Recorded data

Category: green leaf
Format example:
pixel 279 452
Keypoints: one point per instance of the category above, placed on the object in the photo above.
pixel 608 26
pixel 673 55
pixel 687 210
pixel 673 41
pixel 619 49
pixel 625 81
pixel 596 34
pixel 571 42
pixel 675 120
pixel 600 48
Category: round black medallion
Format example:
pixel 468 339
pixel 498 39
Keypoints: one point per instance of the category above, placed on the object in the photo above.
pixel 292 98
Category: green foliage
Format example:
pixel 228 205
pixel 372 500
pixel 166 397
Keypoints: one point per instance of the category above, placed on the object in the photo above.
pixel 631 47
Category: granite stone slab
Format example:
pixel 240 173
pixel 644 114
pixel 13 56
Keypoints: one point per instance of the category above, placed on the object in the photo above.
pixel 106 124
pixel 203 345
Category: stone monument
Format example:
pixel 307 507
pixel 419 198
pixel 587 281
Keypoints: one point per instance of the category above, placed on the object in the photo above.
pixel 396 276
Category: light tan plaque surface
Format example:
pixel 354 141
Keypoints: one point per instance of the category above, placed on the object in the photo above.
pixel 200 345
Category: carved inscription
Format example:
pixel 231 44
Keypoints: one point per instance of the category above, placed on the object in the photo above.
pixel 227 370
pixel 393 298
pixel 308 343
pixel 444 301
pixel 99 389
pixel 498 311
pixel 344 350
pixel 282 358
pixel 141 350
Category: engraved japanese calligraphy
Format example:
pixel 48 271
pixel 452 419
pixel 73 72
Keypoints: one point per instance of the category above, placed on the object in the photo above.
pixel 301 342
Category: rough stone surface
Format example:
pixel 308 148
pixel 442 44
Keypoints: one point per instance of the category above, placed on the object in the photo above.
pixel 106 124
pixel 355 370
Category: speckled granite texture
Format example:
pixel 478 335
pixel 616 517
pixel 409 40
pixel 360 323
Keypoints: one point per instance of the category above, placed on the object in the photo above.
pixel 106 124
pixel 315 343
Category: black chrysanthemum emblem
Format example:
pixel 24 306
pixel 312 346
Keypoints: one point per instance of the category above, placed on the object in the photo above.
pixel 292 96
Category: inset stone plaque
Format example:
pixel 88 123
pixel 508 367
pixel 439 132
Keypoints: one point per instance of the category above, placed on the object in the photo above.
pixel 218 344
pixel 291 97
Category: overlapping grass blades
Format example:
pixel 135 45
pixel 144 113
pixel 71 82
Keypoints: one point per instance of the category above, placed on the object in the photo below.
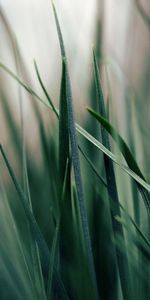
pixel 82 131
pixel 122 260
pixel 75 160
pixel 66 251
pixel 125 152
pixel 43 248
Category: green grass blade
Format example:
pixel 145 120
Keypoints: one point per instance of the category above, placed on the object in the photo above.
pixel 122 259
pixel 93 167
pixel 99 146
pixel 75 160
pixel 44 251
pixel 125 152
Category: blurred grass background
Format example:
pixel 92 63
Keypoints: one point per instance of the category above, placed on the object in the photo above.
pixel 120 33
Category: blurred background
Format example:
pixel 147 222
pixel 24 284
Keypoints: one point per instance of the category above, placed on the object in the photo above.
pixel 119 31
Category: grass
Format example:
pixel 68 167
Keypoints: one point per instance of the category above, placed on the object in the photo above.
pixel 66 232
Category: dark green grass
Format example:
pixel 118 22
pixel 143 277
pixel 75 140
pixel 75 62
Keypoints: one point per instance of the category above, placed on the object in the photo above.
pixel 74 239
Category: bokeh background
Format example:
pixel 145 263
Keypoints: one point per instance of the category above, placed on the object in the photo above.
pixel 120 32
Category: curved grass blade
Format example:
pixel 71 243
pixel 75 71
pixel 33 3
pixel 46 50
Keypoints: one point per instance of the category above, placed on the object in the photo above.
pixel 44 251
pixel 75 160
pixel 97 144
pixel 93 167
pixel 83 132
pixel 125 152
pixel 121 259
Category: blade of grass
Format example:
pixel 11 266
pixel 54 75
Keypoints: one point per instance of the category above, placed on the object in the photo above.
pixel 75 160
pixel 93 167
pixel 122 260
pixel 125 152
pixel 84 133
pixel 44 251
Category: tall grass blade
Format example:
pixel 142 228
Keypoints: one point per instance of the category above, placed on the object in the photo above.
pixel 75 160
pixel 43 248
pixel 122 260
pixel 125 152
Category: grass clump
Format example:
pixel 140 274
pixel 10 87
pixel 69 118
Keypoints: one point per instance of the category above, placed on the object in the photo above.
pixel 75 239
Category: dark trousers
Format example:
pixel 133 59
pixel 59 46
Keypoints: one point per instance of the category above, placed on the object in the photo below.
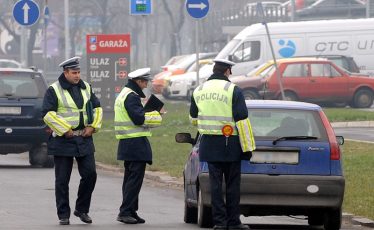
pixel 87 171
pixel 132 183
pixel 229 213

WHAT IS EXPECTED → Can you copy the entries above verbatim, from the line containing "Category: granite stone slab" through the line containing "pixel 301 342"?

COMPLETE OUTPUT →
Category: granite stone slab
Format example:
pixel 240 173
pixel 644 114
pixel 13 56
Keypoints: one point per instance of the category above, placed on the object in the photo above.
pixel 106 124
pixel 203 345
Category: stone monument
Format example:
pixel 307 507
pixel 419 198
pixel 587 281
Keypoints: one point per instance of the category above, placed on the object in the photo above.
pixel 396 276
Category: light tan plaque surface
Format example:
pixel 354 141
Keypoints: one point per instance of the category above, placed on the object in the photo above.
pixel 200 345
Category: carved inscription
Format example:
pixel 231 44
Keypoints: one point per instance of the category above, placed on the object in the photo above.
pixel 227 370
pixel 393 298
pixel 308 343
pixel 444 301
pixel 99 389
pixel 498 311
pixel 344 350
pixel 282 358
pixel 141 350
Category: engraved japanese calligraphy
Format example:
pixel 48 271
pixel 452 419
pixel 73 72
Keypoints: one point per instance of the category above, placed on the object in the photo above.
pixel 301 342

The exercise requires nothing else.